_What to produce_
Reproduce, exactly, the lines of the material below from the line containing "of the bokeh" through the line containing "of the black", with both end lines included and nothing else.

Input records START

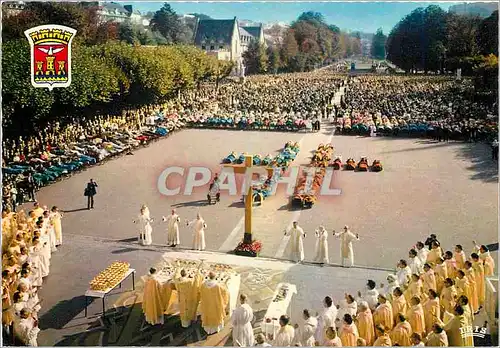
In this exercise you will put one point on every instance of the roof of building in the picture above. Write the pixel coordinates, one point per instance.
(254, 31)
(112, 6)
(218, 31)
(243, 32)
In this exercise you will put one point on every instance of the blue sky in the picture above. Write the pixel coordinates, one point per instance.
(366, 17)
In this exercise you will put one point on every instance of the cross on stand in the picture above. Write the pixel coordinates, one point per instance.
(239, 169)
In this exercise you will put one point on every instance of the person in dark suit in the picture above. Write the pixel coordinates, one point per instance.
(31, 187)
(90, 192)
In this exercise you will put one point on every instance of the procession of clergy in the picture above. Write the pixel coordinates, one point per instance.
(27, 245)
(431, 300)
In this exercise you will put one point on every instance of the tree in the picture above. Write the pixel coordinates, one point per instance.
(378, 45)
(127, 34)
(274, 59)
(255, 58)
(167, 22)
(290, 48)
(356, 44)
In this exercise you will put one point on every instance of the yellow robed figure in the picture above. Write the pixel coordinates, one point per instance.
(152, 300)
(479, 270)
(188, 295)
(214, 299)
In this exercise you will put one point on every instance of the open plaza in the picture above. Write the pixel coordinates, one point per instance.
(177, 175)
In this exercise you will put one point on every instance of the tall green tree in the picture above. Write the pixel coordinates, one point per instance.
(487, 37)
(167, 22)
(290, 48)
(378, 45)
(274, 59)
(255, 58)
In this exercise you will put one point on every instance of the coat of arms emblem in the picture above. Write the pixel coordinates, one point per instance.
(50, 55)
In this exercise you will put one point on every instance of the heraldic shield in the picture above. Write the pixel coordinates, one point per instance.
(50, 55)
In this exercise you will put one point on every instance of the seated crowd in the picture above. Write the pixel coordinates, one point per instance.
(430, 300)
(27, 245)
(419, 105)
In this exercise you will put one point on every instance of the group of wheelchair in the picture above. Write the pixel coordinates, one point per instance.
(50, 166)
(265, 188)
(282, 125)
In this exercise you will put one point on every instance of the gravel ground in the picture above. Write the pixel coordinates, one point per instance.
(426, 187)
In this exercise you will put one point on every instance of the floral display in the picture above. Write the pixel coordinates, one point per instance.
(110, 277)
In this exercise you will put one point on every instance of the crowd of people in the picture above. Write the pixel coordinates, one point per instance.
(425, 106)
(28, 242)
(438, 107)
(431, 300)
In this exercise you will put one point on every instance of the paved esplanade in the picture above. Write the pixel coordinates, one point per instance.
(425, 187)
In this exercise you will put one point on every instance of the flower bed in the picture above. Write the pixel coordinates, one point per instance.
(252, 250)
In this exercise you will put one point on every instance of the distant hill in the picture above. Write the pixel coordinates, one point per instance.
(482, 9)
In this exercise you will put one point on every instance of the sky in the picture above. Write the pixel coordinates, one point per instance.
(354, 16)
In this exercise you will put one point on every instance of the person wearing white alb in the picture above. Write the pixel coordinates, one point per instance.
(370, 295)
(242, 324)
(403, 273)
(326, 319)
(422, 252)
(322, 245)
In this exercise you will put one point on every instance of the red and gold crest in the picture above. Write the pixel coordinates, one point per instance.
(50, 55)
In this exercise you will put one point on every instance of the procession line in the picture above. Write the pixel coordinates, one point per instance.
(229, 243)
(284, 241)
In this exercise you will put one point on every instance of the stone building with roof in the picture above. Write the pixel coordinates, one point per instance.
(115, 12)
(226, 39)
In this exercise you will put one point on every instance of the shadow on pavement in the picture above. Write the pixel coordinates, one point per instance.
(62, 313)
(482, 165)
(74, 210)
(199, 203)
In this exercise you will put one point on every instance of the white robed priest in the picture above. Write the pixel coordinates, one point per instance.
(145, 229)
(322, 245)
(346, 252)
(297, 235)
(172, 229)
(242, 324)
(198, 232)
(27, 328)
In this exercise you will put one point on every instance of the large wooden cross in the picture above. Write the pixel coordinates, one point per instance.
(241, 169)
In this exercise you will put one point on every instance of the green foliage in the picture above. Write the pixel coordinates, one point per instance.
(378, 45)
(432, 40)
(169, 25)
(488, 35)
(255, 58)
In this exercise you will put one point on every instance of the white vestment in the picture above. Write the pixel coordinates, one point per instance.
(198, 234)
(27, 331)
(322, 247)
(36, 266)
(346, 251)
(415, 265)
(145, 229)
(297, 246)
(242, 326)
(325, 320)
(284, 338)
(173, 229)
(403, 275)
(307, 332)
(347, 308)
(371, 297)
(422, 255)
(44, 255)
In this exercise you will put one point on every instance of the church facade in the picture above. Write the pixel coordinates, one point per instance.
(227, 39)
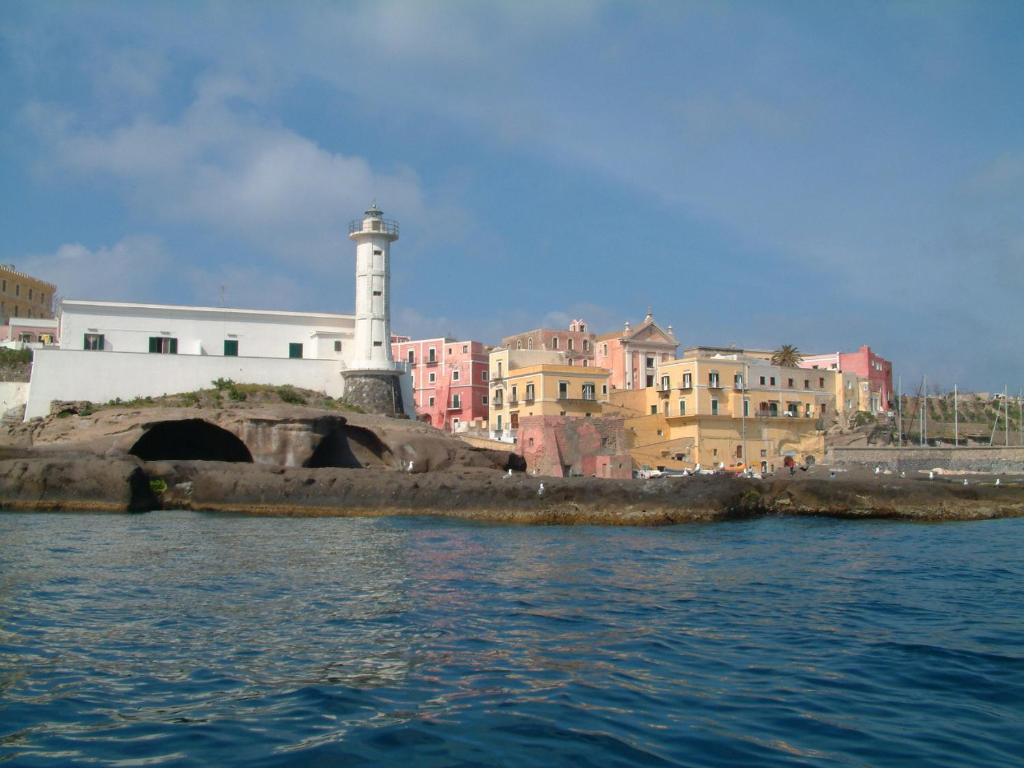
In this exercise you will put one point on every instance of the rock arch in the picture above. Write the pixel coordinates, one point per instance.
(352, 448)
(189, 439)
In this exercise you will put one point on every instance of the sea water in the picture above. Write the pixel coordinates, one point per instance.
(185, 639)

Input records END
Input records START

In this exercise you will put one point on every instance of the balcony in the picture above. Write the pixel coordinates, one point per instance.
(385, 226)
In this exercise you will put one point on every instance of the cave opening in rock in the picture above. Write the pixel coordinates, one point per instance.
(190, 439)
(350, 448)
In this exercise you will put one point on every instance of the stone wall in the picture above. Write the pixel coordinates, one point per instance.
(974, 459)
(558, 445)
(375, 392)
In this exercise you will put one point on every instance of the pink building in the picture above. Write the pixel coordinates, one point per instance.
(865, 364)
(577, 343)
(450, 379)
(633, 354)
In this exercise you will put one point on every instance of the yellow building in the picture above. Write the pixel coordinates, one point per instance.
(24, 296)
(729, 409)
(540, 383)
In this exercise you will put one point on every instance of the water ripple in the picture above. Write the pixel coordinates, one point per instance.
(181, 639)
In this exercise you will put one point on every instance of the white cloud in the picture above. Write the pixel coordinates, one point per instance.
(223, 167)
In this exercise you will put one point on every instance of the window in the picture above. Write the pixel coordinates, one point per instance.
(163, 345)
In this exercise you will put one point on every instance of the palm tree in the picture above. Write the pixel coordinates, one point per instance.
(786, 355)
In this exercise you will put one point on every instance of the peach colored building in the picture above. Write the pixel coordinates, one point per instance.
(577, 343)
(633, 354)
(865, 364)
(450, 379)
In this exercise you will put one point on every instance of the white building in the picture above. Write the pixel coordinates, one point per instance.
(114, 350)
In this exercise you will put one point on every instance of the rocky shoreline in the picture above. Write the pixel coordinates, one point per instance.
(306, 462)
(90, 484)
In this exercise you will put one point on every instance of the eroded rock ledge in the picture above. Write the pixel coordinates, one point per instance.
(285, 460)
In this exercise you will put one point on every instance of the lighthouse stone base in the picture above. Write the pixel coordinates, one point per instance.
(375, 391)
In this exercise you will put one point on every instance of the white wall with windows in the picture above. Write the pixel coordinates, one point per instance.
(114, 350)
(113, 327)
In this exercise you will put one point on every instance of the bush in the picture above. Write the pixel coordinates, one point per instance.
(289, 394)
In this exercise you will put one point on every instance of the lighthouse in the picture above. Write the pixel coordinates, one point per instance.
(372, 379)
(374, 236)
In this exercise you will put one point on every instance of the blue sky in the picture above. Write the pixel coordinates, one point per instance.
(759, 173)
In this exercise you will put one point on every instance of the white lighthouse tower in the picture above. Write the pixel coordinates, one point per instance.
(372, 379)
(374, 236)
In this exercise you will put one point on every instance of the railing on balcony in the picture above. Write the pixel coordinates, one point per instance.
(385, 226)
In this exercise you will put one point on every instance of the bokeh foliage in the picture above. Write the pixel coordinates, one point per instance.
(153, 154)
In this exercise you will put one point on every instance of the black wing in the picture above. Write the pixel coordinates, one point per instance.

Input records END

_The answer_
In this exercise you will put one point on every instance of the bokeh foliage in the picture above. Write the pixel coordinates, one point per instance.
(153, 154)
In this exercise you will put one point on every instance of the black wing in the picture above. Write the pixel coordinates, one point per instance.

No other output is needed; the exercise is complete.